■ Records for this exercise ■
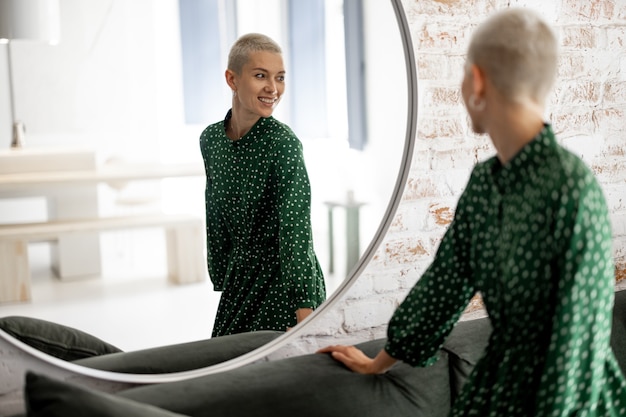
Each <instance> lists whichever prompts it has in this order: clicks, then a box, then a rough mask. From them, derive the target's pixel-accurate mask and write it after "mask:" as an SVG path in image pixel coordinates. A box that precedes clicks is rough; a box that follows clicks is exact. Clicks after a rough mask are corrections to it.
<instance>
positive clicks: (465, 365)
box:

---

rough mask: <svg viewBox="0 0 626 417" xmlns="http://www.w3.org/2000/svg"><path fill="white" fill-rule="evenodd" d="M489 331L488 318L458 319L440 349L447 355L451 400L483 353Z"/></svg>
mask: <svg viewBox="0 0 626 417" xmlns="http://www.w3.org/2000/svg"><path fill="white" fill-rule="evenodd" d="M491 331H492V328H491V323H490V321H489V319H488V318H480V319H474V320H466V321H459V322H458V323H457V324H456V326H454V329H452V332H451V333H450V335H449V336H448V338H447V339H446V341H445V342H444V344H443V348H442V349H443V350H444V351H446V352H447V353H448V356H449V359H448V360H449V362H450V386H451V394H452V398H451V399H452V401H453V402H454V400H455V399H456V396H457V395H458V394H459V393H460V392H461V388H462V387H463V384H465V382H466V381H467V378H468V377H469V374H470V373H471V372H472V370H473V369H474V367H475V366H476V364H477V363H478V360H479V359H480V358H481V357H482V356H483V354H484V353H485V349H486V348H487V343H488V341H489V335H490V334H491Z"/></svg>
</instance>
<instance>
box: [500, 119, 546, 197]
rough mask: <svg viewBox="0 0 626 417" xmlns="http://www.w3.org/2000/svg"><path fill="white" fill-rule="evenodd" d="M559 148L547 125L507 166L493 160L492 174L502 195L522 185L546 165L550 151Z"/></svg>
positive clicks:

■ What this task involves ■
Report the number of lines in the listing above that include the word "clicks", and nothing else.

■ Worked solution ■
3